═════ VORLIEGENDER TEXT

Dienstag, 15. März 2022

Der Pfad – Die Geschichte einer Flucht in die Freiheit von Rüdiger Bertram

Bis nach Marseille haben es der 12-jährige Rolf und sein Vater im Jahr 1941 geschafft. Die Überfahrt nach New York zur wartenden Mutter ist greifbar nah. Doch es fehlen die wichtigen Ausreisepapiere. Ihr letzter Ausweg führt über die Pyrenäen. Trotz Verbot des jungen Fluchthelfers Manuel nimmt Rolf heimlich seinen geliebten Terrier Adi mit auf den beschwerlichen Weg. Eine tragische Entscheidung, die sein Leben für immer verändern wird.  

Rüdiger Bertram hat mit diesem Jugendbuch und der daraus resultierenden Vorlage zum Kinofilm eine berührende Geschichte während des 2. Weltkrieges über zwei Jungen auf der Flucht über die Pyrenäen geschildert. Während des Lesens war dieses beklemmende Gefühl, was mich begleitet hat, nur auf die damaligen Verhältnisse beschränkt. Inzwischen ist das Wort "Flucht" tagesaktuell und fehlt in keiner Nachrichtensendung. Ob Menschen 1941 oder 2022 auf der Flucht waren und sind, spielt keine Rolle, denn es geht immer um furchtbare Einzelschicksale, die unbegreiflich und traurig sind.
 
Wer dieses Buch liest, bekommt vielleicht ein wenig Hoffnung und glaubt daran, dass auch nach schweren Schicksalsschlägen das Leben weitergehen kann und muss. 
 
Rolf ist ein quirliger Junge, der mit seinem Vater in Marseille auf die Überfahrt nach New York wartet. Als Autor von den Nazis verfolgt, hat sein Vater nur die Chance, sein Leben im Exil weiterzuführen. Geschickt hat er seinen Sohn auf die gefährliche Reise vorbereitet. Mit dem Spiel "Gut oder böse?" beobachten die beiden bei ihren täglichen Aktivitäten andere Passanten. So lernt Rolf die Menschen genauer anzuschauen und sie einzuschätzen. In diesen schwierigen Zeiten eine Fähigkeit, die über das Überleben entscheiden kann. 
 
Der Hirtenjunge Manuel und das Stadtkind Rolf sind in den Pyrenäen allein auf sich gestellt. Ihre anfängliche Abneigung wandelt sich nach und nach zu einer engen Freundschaft und zeigt, dass sich auch die unterschiedlichsten Menschen verstehen, wenn sie sich aufeinander einlassen und die Sicht des anderen respektieren.

══════════
═════ ANGEZEIGTE ZEILEN

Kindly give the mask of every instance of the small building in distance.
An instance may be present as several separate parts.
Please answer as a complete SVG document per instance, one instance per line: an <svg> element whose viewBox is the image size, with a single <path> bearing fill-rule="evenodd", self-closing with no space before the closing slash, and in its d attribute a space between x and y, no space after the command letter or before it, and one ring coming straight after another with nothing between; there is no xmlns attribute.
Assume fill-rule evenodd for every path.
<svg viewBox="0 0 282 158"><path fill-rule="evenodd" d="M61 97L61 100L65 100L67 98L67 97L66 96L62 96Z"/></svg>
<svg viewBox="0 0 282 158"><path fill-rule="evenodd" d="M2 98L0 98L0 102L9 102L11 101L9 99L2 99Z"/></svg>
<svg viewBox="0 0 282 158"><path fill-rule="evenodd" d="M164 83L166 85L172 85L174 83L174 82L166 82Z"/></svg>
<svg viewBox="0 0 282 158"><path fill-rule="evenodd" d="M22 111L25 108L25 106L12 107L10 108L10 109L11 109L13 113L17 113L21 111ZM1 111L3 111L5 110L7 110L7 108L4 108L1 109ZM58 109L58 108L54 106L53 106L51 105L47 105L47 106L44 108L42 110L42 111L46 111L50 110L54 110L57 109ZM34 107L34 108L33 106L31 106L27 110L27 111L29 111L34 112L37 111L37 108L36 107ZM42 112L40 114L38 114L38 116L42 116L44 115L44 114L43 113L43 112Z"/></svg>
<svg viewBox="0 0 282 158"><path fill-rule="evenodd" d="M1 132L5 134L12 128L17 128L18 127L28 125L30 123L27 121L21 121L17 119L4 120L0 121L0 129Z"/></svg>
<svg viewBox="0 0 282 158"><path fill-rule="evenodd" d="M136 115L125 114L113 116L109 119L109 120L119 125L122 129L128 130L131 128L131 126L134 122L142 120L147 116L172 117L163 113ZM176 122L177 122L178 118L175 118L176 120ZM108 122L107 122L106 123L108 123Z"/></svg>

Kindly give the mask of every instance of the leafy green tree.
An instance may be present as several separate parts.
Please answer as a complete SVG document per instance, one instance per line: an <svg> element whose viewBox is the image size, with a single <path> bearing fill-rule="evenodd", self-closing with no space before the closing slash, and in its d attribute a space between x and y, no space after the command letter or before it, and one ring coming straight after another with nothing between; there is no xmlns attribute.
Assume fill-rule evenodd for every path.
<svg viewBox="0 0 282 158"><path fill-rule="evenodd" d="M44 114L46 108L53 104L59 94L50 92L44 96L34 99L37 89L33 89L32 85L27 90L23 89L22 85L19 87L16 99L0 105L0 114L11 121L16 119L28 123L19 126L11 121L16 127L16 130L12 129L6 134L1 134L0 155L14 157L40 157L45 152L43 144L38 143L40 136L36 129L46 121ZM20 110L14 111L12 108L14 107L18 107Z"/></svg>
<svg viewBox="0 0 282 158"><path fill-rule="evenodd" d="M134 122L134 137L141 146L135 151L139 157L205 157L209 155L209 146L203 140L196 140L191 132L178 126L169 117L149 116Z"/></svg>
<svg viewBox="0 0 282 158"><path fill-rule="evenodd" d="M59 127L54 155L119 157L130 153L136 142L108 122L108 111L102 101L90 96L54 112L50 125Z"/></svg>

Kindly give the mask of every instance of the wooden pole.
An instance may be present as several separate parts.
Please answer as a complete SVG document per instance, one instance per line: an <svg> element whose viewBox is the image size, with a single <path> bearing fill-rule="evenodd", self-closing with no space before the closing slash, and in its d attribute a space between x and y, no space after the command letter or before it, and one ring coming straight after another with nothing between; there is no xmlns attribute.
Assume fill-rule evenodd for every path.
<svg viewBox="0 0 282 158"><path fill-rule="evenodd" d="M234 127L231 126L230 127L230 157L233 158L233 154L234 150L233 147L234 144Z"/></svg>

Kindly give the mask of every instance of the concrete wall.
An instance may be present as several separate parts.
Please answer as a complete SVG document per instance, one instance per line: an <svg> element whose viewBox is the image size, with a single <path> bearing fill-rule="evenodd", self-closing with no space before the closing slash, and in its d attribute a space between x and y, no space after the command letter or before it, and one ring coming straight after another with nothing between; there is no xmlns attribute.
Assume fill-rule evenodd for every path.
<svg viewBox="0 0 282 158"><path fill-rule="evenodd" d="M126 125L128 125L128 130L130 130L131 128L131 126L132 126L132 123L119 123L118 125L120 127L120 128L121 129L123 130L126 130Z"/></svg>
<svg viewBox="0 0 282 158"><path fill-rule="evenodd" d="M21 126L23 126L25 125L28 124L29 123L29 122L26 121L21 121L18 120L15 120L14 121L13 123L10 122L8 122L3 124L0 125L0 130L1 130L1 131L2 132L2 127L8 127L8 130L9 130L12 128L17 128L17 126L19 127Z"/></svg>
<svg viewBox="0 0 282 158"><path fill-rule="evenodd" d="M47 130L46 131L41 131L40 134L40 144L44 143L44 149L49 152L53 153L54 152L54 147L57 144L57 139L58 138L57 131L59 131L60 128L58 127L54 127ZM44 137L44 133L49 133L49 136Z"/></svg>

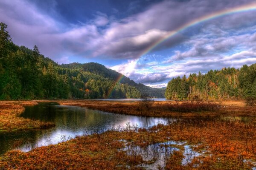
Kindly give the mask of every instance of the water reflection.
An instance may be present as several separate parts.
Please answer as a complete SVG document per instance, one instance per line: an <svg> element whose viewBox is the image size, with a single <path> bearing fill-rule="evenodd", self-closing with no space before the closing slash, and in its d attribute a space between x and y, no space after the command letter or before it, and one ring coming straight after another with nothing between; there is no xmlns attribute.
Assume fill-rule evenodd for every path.
<svg viewBox="0 0 256 170"><path fill-rule="evenodd" d="M148 127L170 118L153 118L113 114L74 106L42 104L26 107L21 116L54 122L47 129L0 134L0 154L17 148L27 151L37 147L55 144L77 136L90 134L112 127L125 127L128 122Z"/></svg>

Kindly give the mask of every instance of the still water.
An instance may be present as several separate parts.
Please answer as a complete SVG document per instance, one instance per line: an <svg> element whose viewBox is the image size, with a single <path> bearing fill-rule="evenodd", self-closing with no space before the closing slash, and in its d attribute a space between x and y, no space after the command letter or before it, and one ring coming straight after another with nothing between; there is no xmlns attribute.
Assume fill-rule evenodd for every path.
<svg viewBox="0 0 256 170"><path fill-rule="evenodd" d="M102 132L108 129L126 127L128 124L149 127L171 118L154 118L114 114L75 106L43 103L25 107L21 116L53 122L47 130L0 134L0 154L13 149L28 151L35 147L55 144L76 136Z"/></svg>
<svg viewBox="0 0 256 170"><path fill-rule="evenodd" d="M166 98L156 98L152 99L152 100L155 101L171 101L172 100L167 99ZM141 101L142 99L95 99L93 100L103 100L103 101Z"/></svg>

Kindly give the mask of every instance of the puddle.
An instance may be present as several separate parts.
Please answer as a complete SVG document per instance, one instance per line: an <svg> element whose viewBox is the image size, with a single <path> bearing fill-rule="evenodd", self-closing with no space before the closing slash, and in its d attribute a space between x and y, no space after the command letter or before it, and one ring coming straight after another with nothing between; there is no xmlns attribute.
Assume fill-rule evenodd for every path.
<svg viewBox="0 0 256 170"><path fill-rule="evenodd" d="M124 142L127 143L126 142ZM151 144L145 148L126 145L120 150L125 151L128 155L141 156L146 162L138 165L138 167L147 170L162 169L165 167L166 159L174 150L184 150L183 155L185 157L181 162L183 165L191 163L195 157L202 155L193 150L191 146L186 145L186 142L170 141Z"/></svg>

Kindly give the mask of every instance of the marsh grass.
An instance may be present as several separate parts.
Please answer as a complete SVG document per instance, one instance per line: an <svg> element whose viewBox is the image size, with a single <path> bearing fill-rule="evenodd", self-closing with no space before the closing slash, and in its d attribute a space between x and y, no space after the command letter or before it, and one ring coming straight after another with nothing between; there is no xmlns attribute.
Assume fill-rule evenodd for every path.
<svg viewBox="0 0 256 170"><path fill-rule="evenodd" d="M23 103L0 102L0 133L46 129L55 126L53 123L31 120L19 116L25 110L23 105L36 104L27 102Z"/></svg>
<svg viewBox="0 0 256 170"><path fill-rule="evenodd" d="M159 149L165 163L156 166L162 169L250 169L256 162L255 120L179 119L148 129L110 128L27 153L9 152L0 169L141 169L157 161ZM145 159L148 153L152 159Z"/></svg>

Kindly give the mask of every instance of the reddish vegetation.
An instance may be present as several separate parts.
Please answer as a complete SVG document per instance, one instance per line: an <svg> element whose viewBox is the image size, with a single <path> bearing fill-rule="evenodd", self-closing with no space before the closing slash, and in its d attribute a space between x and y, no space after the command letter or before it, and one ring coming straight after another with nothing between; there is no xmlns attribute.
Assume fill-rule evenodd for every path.
<svg viewBox="0 0 256 170"><path fill-rule="evenodd" d="M26 105L38 104L33 101L0 102L0 133L40 129L54 126L51 123L42 122L19 117Z"/></svg>
<svg viewBox="0 0 256 170"><path fill-rule="evenodd" d="M215 101L199 103L188 102L155 101L146 108L140 101L67 100L61 105L80 106L108 112L154 117L192 117L256 115L255 108L243 101Z"/></svg>
<svg viewBox="0 0 256 170"><path fill-rule="evenodd" d="M58 102L62 105L108 111L117 112L119 108L123 109L122 113L145 113L155 116L253 115L255 113L255 108L245 106L244 102L241 101L221 102L222 107L213 113L202 111L170 111L167 106L175 103L170 102L155 102L150 111L141 108L137 102ZM183 105L186 106L186 104ZM16 105L12 107L15 110L16 108L23 108ZM155 112L159 109L160 115L156 114ZM250 169L256 165L254 164L256 162L256 118L249 117L245 119L198 117L178 119L168 125L158 124L149 129L140 128L137 132L110 130L39 147L28 153L13 150L0 158L0 170L141 169L137 166L145 163L141 155L128 155L119 149L124 147L125 143L127 145L145 148L152 144L170 140L186 141L192 146L194 150L202 155L194 158L192 162L183 165L181 162L183 150L174 151L166 158L165 169ZM203 151L205 153L203 153Z"/></svg>
<svg viewBox="0 0 256 170"><path fill-rule="evenodd" d="M140 155L119 151L124 142L145 147L169 140L185 141L198 152L207 153L183 166L182 150L167 158L166 169L245 169L253 166L245 160L256 160L256 120L185 119L169 125L159 124L148 130L110 131L78 137L28 153L8 153L0 159L0 169L140 169ZM195 166L195 165L196 164Z"/></svg>

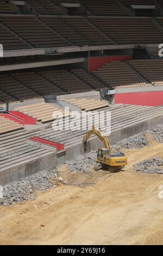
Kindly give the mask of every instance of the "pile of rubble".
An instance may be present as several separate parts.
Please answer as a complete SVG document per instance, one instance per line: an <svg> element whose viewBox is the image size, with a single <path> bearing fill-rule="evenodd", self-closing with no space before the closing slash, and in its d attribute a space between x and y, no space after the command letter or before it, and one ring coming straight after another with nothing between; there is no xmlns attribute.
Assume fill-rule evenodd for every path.
<svg viewBox="0 0 163 256"><path fill-rule="evenodd" d="M119 151L123 148L136 149L148 145L148 142L146 137L146 133L141 132L118 142L115 145L112 146L112 148L114 151Z"/></svg>
<svg viewBox="0 0 163 256"><path fill-rule="evenodd" d="M150 132L158 143L163 143L163 125L159 125Z"/></svg>
<svg viewBox="0 0 163 256"><path fill-rule="evenodd" d="M66 161L64 164L68 165L68 169L70 172L89 172L96 163L96 151L91 151L75 161Z"/></svg>
<svg viewBox="0 0 163 256"><path fill-rule="evenodd" d="M53 180L56 170L55 168L50 172L40 172L23 180L4 186L1 204L8 205L14 202L35 199L36 191L45 192L56 186Z"/></svg>
<svg viewBox="0 0 163 256"><path fill-rule="evenodd" d="M163 174L163 159L160 157L156 157L153 159L146 160L134 166L137 172Z"/></svg>

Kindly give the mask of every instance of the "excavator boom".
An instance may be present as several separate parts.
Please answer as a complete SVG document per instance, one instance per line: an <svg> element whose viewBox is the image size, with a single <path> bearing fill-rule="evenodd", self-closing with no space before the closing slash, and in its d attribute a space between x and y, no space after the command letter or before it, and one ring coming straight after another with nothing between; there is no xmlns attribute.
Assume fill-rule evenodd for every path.
<svg viewBox="0 0 163 256"><path fill-rule="evenodd" d="M102 132L93 125L92 130L89 131L83 138L84 151L86 151L86 143L92 135L96 135L103 142L104 148L98 149L97 151L97 164L94 167L96 170L99 170L103 166L109 167L114 170L121 169L127 164L127 157L123 153L111 152L111 147L108 138Z"/></svg>
<svg viewBox="0 0 163 256"><path fill-rule="evenodd" d="M89 131L86 135L83 138L83 142L85 144L86 144L86 142L88 139L91 137L92 135L96 135L96 136L104 143L104 146L105 149L109 149L109 152L111 153L111 147L109 142L109 140L106 137L105 137L101 131L97 129L95 125L92 126L92 129Z"/></svg>

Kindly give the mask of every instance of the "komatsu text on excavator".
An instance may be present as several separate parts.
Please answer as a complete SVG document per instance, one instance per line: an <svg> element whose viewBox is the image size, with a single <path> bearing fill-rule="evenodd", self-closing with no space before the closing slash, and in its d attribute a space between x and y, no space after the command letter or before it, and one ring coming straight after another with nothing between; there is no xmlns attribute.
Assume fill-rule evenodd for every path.
<svg viewBox="0 0 163 256"><path fill-rule="evenodd" d="M109 170L116 171L122 169L127 164L127 157L123 153L112 153L108 138L93 125L83 138L84 152L86 150L88 139L93 135L96 135L104 143L104 148L98 149L97 151L97 164L94 167L96 170L103 167L107 167Z"/></svg>

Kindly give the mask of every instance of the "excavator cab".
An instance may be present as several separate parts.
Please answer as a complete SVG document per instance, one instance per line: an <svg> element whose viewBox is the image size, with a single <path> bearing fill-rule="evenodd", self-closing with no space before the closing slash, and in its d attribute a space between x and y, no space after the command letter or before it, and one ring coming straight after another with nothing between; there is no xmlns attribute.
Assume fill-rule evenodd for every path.
<svg viewBox="0 0 163 256"><path fill-rule="evenodd" d="M99 149L97 151L97 159L103 159L105 156L108 156L109 150L107 149Z"/></svg>

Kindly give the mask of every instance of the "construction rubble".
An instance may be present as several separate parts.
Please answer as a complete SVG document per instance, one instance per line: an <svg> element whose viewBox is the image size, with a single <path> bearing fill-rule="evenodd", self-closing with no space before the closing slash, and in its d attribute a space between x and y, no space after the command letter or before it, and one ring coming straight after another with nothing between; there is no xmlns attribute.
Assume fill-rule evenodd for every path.
<svg viewBox="0 0 163 256"><path fill-rule="evenodd" d="M158 125L152 131L154 139L158 143L163 142L163 125ZM124 139L112 146L114 151L121 151L121 149L139 149L149 145L146 132L141 132ZM68 166L68 170L73 172L90 172L96 163L97 151L91 151L74 161L66 161L64 164ZM55 180L58 167L51 171L37 173L23 180L14 182L3 187L3 197L1 204L7 205L14 202L34 200L36 191L45 192L56 187ZM134 166L137 172L144 173L163 173L163 159L154 157L144 160Z"/></svg>

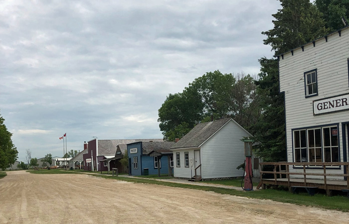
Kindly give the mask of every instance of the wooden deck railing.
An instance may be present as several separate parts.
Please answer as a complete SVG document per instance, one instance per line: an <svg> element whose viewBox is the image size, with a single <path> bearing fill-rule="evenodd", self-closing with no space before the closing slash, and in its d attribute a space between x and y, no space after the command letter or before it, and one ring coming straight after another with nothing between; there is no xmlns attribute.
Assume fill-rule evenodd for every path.
<svg viewBox="0 0 349 224"><path fill-rule="evenodd" d="M349 189L349 162L325 162L325 163L289 163L287 162L261 162L259 164L260 166L260 172L261 174L261 182L259 186L263 184L263 174L271 174L274 175L274 179L275 184L278 184L278 176L279 178L282 178L282 175L286 175L286 177L288 180L288 186L290 186L290 175L300 175L302 176L302 178L304 179L304 184L307 185L307 176L317 176L319 177L321 177L322 179L324 180L325 184L325 189L327 189L327 177L347 177L347 187ZM263 166L264 165L271 165L274 166L274 170L272 171L263 171ZM303 170L300 172L290 172L290 166L299 167L298 168L303 167ZM331 167L333 168L339 167L340 166L344 166L345 170L346 171L346 173L328 173L329 170L327 168ZM282 169L282 166L284 166L284 169ZM307 169L307 167L319 167L322 169ZM315 172L316 170L317 172ZM322 171L322 172L321 172ZM320 178L319 178L320 179Z"/></svg>

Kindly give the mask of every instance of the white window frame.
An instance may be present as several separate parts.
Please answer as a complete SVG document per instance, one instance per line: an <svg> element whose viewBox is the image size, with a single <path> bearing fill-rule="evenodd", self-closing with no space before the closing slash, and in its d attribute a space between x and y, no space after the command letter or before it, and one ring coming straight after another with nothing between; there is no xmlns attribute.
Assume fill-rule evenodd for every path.
<svg viewBox="0 0 349 224"><path fill-rule="evenodd" d="M317 145L314 145L314 147L311 147L312 146L310 145L310 131L314 131L314 133L315 133L315 130L320 130L321 131L321 144L320 146L317 146ZM330 144L329 145L325 145L325 129L329 129L329 131L328 131L328 134L330 134L330 138L329 138L329 140L330 140ZM333 141L332 140L332 129L337 129L337 141ZM301 132L302 131L305 131L305 138L306 138L306 144L305 146L302 145L302 141L301 141L301 137L302 137L302 135L301 135ZM300 151L300 157L301 157L301 161L300 162L340 162L341 158L340 158L340 146L339 146L339 127L337 125L329 125L329 126L319 126L319 127L310 127L309 128L305 128L303 129L297 129L297 130L294 130L293 131L293 142L292 142L292 145L293 146L293 159L294 161L295 162L300 162L300 161L297 161L297 150L299 150ZM304 134L304 132L303 133ZM296 135L297 134L299 134L299 139L300 139L300 144L299 144L299 147L297 147L298 146L296 145ZM335 136L335 135L334 135ZM303 136L304 137L304 136ZM315 143L315 141L316 140L316 138L315 136L315 134L314 134L314 142ZM319 149L321 148L321 155L317 155L317 149L318 149L318 152L319 152ZM326 153L326 150L328 150L328 149L330 149L330 157L331 159L330 160L327 160L326 159L326 156L327 155L328 155L328 152L327 153ZM314 151L315 152L314 153L314 156L315 156L315 162L314 161L311 161L311 159L310 159L310 156L311 155L312 153L310 152L310 150L314 150ZM337 150L334 151L334 150ZM303 152L302 152L303 151ZM304 154L304 153L306 153L306 154ZM334 158L333 157L333 155L336 155L338 154L338 157L337 158ZM316 157L318 158L321 158L321 161L317 161L316 160ZM306 161L305 161L304 159L304 158L306 158Z"/></svg>
<svg viewBox="0 0 349 224"><path fill-rule="evenodd" d="M160 169L161 169L161 159L158 159L158 156L154 156L154 168L158 169L158 163L160 162Z"/></svg>
<svg viewBox="0 0 349 224"><path fill-rule="evenodd" d="M174 164L174 155L172 154L171 156L170 157L170 167L173 167Z"/></svg>
<svg viewBox="0 0 349 224"><path fill-rule="evenodd" d="M309 80L308 76L310 78L310 80ZM315 79L315 80L314 79ZM317 69L313 69L304 73L304 85L305 86L306 97L318 96L319 89L318 88L318 72ZM311 87L312 90L312 93L309 93L309 89L310 89ZM316 92L314 91L314 87L316 88Z"/></svg>
<svg viewBox="0 0 349 224"><path fill-rule="evenodd" d="M135 156L133 157L133 168L138 169L138 157Z"/></svg>
<svg viewBox="0 0 349 224"><path fill-rule="evenodd" d="M180 167L180 153L179 152L175 153L175 166Z"/></svg>
<svg viewBox="0 0 349 224"><path fill-rule="evenodd" d="M184 166L189 167L189 152L184 152Z"/></svg>

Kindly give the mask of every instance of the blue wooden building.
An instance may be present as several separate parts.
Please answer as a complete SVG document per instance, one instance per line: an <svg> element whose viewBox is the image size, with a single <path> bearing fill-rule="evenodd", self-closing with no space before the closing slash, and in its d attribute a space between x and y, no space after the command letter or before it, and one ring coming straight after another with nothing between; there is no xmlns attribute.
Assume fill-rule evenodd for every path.
<svg viewBox="0 0 349 224"><path fill-rule="evenodd" d="M142 142L127 144L129 174L141 176L152 174L172 175L173 153L170 150L174 142ZM169 172L169 170L171 172Z"/></svg>

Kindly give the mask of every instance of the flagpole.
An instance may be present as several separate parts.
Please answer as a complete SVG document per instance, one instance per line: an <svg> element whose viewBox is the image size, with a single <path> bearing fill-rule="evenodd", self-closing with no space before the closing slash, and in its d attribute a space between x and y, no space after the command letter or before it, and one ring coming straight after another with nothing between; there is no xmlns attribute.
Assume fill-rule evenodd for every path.
<svg viewBox="0 0 349 224"><path fill-rule="evenodd" d="M63 157L64 157L64 137L63 138Z"/></svg>
<svg viewBox="0 0 349 224"><path fill-rule="evenodd" d="M65 136L65 154L66 155L67 154L67 133L66 132L65 133L65 134L64 134L64 136ZM65 156L65 170L67 170L67 164L68 163L67 162L67 160L68 160L68 158L67 158L66 156Z"/></svg>

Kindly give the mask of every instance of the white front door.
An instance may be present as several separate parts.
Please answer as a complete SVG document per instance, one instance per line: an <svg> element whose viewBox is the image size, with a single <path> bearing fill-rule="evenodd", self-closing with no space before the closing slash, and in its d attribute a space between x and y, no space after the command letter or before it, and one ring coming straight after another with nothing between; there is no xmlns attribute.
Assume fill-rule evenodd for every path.
<svg viewBox="0 0 349 224"><path fill-rule="evenodd" d="M200 150L194 151L194 161L195 162L195 168L201 164L200 160ZM201 167L196 169L196 175L201 176Z"/></svg>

══════════

**GESTELLTE AUFGABE 1**
Gib aus der Buchbesprechung zu „Der Pfad“ den Abschnitt von „Rüdiger Bertram hat“ bis einschließlich „kann und muss.“ unverändert wieder.
**GESTELLTE AUFGABE 2**
Wie heißt laut der Buchbesprechung zu „Der Pfad“ der Terrier, den Rolf heimlich auf den Weg über die Pyrenäen mitnimmt?
**GESTELLTE AUFGABE 3**
Setze die Buchbesprechung zu „Der Pfad“ im Anschluss an ihren letzten Satz fort.

**ENDGÜLTIGE ANTWORT 1**
Rüdiger Bertram hat mit diesem Jugendbuch und der daraus resultierenden Vorlage zum Kinofilm eine berührende Geschichte während des 2. Weltkrieges über zwei Jungen auf der Flucht über die Pyrenäen geschildert. Während des Lesens war dieses beklemmende Gefühl, was mich begleitet hat, nur auf die damaligen Verhältnisse beschränkt. Inzwischen ist das Wort "Flucht" tagesaktuell und fehlt in keiner Nachrichtensendung. Ob Menschen 1941 oder 2022 auf der Flucht waren und sind, spielt keine Rolle, denn es geht immer um furchtbare Einzelschicksale, die unbegreiflich und traurig sind.
 
Wer dieses Buch liest, bekommt vielleicht ein wenig Hoffnung und glaubt daran, dass auch nach schweren Schicksalsschlägen das Leben weitergehen kann und muss.

**ENDGÜLTIGE ANTWORT 2**
Adi

**ENDGÜLTIGE ANTWORT 3**
Besonders schön fand ich die Annäherung der Jugendlichen über das Buch "Der 35. Mai" von Erich Kästner. Rolf hat dieses Buch direkt vom Autor geschenkt bekommen und hütet es wie seinen Augapfel. Täglich liest er darin und fühlt sich ein wenig geborgen und an sein Zuhause erinnert. Er liest Manuel daraus vor und gemeinsam können sie dem gefährlichen Alltag ein wenig entfliehen und über die Texte lachen. Ich kannte Kästners Werk bisher nicht und muss dieses quirlig bunte Kinderbuch unbedingt lesen.
"Schon auf der Straße werden Onkel und Neffe von dem rollschuhlaufenden Zirkuspferd Negro Kaballo angesprochen." (Erich Kästner - Der 35. Mai oder Konrad reitet in die Südsee)
Obwohl das Thema sehr ernst ist und auch die ein oder andere Träne beim Lesen fließt, gibt es unterhaltsame und fröhliche Momente. Die Sprache ist einem Jugendbuch angemessen und leicht verständlich. Die Kriegssituation wird deutlich herausgearbeitet, bleibt aber sprachlich auf einer ruhigen Ebene, die ohne grausige Details auskommt. 
 
Da es sich um einen Roman zum Film handelt, findet man farbige Filmfotografien und eine Erklärung des Autors im Nachwort, warum Film und Roman ein wenig voneinander abweichen. 
 
Das Schicksal dieser beiden Jungen hat mich bewegt und sehr nachdenklich zurückgelassen. Die Nähe zu plötzlich aktuellen Geschehnissen lässt meine Gedanken an gerade flüchtende Kinder nicht los. 
 
Ich werde mir den Film zum Vergleich anschauen, auch wenn ich sicherlich vom Buch mehr angetan sein werde, da ich Kopfkino einfach lieber mag.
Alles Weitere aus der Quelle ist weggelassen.